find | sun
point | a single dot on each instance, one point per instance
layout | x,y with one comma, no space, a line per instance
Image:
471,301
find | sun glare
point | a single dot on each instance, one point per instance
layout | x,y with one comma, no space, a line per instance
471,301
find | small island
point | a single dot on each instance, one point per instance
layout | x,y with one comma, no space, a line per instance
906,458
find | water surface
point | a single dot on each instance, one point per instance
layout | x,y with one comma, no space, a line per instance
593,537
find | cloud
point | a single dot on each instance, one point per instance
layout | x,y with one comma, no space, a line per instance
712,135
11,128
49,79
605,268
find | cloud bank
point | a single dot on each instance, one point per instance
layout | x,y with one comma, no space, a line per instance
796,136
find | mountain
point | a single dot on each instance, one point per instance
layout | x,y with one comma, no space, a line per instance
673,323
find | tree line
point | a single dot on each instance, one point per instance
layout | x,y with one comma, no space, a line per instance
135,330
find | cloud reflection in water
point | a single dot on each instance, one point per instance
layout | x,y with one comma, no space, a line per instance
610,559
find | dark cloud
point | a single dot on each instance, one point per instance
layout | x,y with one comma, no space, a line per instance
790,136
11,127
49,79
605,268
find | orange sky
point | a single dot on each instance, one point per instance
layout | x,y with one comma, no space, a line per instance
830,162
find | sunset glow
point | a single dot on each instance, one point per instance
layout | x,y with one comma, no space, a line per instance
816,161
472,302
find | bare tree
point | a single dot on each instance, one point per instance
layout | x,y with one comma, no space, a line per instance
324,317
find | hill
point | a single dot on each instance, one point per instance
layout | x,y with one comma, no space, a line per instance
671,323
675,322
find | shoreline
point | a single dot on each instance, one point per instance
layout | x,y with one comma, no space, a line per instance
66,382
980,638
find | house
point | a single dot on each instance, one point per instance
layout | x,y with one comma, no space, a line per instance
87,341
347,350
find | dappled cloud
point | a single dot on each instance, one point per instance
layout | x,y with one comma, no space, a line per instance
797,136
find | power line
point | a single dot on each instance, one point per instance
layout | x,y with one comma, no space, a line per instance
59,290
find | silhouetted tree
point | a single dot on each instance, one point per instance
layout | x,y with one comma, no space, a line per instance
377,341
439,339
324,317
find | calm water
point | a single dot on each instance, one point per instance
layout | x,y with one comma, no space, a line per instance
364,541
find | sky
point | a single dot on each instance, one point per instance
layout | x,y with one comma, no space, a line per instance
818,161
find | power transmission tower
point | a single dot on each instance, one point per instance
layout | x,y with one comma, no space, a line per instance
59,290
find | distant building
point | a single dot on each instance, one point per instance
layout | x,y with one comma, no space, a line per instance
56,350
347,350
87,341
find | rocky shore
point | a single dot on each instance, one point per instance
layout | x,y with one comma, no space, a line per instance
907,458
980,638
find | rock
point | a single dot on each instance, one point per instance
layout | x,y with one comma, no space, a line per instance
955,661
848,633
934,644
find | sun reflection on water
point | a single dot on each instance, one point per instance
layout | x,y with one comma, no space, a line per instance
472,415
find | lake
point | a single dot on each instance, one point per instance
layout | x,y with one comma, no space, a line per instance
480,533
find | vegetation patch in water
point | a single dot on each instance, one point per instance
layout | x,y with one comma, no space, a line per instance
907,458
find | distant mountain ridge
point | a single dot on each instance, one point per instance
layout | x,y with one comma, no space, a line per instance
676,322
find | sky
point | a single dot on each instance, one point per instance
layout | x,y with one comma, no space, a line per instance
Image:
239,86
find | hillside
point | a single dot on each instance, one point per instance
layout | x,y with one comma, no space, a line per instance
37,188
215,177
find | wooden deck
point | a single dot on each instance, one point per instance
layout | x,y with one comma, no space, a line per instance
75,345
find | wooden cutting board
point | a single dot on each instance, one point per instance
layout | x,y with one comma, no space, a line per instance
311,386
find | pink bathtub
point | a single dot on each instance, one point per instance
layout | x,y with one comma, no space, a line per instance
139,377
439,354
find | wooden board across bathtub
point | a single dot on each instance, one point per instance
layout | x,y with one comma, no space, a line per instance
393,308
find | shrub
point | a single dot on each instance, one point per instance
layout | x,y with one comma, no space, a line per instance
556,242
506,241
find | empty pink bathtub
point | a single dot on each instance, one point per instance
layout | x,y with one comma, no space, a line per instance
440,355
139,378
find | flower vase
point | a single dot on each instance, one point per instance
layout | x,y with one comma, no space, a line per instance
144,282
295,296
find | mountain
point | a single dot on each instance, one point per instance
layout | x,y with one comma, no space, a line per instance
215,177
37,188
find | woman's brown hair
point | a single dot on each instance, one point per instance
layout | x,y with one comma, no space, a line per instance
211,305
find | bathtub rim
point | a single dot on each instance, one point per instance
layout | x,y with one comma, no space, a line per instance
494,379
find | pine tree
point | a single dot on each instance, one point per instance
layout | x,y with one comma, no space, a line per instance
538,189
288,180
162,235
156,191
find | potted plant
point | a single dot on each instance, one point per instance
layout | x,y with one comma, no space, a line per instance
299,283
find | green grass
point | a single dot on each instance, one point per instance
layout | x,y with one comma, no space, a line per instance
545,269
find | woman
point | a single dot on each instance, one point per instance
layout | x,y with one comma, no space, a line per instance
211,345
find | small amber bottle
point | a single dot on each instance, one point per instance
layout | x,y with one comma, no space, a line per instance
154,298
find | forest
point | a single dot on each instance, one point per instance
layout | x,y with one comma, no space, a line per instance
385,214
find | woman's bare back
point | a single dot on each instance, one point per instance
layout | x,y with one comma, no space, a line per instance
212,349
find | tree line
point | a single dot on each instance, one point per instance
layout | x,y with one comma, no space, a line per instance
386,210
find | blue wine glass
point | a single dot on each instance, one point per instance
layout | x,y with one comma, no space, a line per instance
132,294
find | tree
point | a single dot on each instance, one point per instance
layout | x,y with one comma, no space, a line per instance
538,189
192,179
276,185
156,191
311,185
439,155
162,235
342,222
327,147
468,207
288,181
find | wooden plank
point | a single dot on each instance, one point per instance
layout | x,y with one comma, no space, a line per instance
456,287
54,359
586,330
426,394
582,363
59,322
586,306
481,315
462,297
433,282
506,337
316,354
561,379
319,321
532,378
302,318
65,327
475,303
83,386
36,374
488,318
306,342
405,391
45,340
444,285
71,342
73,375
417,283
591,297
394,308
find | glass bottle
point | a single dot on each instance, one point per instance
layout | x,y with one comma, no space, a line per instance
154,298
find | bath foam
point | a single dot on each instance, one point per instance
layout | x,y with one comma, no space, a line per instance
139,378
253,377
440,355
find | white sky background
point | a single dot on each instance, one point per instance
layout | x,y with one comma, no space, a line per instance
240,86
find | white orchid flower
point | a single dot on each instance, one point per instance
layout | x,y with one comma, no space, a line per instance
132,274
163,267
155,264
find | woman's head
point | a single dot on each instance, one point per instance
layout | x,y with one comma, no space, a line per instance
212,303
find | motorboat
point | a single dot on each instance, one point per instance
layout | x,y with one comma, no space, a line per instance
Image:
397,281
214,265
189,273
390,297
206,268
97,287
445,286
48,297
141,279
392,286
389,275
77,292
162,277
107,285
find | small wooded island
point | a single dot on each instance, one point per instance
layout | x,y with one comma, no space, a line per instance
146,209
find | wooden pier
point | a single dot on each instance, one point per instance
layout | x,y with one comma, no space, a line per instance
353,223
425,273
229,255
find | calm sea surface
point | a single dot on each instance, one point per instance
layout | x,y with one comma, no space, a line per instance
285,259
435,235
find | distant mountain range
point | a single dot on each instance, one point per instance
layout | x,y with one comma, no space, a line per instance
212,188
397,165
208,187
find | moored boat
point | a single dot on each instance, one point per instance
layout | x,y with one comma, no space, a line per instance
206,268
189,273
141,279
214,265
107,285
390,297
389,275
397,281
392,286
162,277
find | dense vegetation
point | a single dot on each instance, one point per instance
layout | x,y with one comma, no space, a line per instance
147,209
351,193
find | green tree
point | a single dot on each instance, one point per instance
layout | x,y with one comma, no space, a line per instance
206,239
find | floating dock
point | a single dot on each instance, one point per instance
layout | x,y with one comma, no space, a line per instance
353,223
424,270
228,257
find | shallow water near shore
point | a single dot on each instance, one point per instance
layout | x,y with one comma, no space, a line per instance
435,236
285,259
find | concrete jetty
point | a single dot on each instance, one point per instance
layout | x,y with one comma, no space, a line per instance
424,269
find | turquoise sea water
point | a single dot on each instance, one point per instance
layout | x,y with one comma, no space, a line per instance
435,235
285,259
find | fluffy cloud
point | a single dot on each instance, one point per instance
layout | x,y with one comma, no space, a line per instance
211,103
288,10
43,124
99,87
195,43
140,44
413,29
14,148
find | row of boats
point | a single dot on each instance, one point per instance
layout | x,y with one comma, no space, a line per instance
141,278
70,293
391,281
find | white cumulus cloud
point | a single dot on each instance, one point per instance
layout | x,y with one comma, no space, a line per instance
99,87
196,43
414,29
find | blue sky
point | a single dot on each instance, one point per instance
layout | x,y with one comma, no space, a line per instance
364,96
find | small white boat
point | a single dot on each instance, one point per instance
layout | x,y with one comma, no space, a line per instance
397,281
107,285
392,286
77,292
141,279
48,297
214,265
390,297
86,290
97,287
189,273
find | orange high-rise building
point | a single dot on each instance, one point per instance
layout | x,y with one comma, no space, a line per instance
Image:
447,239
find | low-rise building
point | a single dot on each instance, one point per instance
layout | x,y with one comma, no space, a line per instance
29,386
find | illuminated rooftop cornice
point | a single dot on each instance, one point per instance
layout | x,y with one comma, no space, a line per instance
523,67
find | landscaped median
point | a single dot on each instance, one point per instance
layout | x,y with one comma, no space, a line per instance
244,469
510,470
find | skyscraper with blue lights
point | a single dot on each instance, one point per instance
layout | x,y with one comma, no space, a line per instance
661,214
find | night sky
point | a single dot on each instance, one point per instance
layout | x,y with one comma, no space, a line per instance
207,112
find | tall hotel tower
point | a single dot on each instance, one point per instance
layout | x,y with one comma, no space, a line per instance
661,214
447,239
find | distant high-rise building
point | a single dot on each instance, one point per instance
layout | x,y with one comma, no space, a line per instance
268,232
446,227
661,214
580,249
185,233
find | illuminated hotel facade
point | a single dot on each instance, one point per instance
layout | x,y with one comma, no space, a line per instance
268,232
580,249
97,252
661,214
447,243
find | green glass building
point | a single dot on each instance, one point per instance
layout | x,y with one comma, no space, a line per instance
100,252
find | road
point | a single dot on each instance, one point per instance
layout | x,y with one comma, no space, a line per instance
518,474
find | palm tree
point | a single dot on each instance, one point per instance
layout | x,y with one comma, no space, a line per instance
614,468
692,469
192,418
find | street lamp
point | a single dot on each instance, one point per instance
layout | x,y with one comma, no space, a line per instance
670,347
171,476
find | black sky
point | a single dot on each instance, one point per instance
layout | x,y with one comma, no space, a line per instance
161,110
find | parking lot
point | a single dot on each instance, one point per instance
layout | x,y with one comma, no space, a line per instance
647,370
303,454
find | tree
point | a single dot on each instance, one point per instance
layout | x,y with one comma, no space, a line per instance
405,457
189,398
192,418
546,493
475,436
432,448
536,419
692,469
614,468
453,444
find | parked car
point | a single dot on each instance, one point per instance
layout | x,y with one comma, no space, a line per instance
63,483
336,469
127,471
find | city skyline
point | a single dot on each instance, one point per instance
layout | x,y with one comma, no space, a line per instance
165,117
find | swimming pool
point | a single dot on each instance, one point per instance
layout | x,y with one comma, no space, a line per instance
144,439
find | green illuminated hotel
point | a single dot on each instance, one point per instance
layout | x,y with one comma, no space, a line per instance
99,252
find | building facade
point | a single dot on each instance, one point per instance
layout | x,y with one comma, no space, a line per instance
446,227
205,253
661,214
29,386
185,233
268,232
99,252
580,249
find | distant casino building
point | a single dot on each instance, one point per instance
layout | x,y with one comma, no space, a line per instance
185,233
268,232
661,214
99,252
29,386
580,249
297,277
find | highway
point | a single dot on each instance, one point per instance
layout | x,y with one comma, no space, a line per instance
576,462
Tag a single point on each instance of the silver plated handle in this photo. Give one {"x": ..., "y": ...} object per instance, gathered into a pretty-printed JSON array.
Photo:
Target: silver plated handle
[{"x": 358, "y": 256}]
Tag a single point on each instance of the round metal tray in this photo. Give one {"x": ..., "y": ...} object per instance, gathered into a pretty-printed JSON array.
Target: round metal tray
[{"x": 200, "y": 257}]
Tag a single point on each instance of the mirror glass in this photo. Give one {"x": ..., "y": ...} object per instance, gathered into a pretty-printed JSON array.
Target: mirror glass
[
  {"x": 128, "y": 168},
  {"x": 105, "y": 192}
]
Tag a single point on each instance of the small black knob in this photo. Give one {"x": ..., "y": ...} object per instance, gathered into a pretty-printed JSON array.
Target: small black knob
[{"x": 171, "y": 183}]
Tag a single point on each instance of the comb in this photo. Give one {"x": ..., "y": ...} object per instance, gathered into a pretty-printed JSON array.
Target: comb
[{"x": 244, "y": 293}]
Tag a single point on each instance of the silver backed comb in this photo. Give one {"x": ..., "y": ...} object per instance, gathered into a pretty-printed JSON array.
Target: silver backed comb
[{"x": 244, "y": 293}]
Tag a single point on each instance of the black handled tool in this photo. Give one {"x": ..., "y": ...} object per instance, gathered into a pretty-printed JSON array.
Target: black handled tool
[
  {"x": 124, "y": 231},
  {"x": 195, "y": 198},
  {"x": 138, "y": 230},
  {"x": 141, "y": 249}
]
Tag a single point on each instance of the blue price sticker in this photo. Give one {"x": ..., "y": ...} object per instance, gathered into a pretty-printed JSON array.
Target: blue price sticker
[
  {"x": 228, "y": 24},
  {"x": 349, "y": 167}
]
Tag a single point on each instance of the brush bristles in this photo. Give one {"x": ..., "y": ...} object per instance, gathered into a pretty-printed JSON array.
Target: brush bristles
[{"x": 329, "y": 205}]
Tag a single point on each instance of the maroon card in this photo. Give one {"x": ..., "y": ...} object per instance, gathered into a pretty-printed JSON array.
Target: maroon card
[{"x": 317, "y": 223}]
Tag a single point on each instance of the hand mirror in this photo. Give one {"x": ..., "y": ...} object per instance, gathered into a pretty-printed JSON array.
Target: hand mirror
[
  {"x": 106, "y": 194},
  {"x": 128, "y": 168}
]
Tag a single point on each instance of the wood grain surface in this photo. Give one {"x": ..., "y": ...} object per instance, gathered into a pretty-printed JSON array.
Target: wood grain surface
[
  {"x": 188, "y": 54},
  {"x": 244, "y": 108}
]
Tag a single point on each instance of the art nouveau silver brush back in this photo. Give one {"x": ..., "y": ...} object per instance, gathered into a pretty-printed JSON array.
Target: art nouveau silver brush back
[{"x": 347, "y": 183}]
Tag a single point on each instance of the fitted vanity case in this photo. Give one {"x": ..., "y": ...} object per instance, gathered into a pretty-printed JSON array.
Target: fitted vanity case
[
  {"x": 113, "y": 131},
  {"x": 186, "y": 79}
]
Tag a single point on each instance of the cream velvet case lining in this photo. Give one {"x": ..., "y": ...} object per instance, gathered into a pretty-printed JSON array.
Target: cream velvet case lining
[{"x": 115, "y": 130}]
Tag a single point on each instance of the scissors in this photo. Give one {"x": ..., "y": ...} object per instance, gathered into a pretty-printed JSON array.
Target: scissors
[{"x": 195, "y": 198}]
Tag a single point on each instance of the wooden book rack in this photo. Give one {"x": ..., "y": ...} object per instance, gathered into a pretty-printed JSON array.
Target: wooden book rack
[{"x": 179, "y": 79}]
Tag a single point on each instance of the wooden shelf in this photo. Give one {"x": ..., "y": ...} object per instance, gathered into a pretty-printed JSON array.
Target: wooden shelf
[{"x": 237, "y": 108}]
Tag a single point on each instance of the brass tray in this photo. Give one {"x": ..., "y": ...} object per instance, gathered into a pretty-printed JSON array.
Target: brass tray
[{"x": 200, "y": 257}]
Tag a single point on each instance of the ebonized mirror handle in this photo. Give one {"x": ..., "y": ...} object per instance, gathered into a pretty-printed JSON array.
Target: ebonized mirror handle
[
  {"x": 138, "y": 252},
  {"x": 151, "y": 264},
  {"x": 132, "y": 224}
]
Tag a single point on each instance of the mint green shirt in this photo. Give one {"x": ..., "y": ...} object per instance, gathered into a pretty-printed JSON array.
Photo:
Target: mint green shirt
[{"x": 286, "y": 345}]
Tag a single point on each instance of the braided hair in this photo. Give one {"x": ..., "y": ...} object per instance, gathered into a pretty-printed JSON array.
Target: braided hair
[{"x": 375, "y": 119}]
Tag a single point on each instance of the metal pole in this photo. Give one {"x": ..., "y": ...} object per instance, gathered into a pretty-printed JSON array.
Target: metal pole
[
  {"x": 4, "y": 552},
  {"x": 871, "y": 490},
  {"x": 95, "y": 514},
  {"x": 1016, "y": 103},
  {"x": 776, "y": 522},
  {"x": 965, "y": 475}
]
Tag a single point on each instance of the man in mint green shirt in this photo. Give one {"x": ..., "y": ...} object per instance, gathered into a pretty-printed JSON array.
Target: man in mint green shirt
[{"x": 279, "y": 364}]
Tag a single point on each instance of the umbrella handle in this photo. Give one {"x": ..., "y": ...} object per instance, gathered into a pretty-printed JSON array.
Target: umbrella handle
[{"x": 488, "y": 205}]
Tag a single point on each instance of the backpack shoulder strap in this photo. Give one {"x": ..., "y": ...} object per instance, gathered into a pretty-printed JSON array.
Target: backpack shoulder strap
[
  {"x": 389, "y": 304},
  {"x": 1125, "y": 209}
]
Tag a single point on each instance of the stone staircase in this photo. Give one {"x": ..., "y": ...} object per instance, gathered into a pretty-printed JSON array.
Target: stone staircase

> **DIRECTIONS**:
Please copy out, word for word, the lines starting with the one containing "Tag a single point on each instance of the backpack" and going on through the final line above, both of those included.

> **SOLUTION**:
Tag a single point on each instance of the backpack shoulder strap in this photo. Give one {"x": ..., "y": ...} object per instance, gathered into a pretty-printed JSON array.
Target: backpack shoulder strap
[
  {"x": 389, "y": 304},
  {"x": 1125, "y": 209}
]
Tag a single point on each instance of the stone staircase in this photo. Give one {"x": ..., "y": ...} object per instance, gathered into a pretty-printed JSON array.
Target: stone staircase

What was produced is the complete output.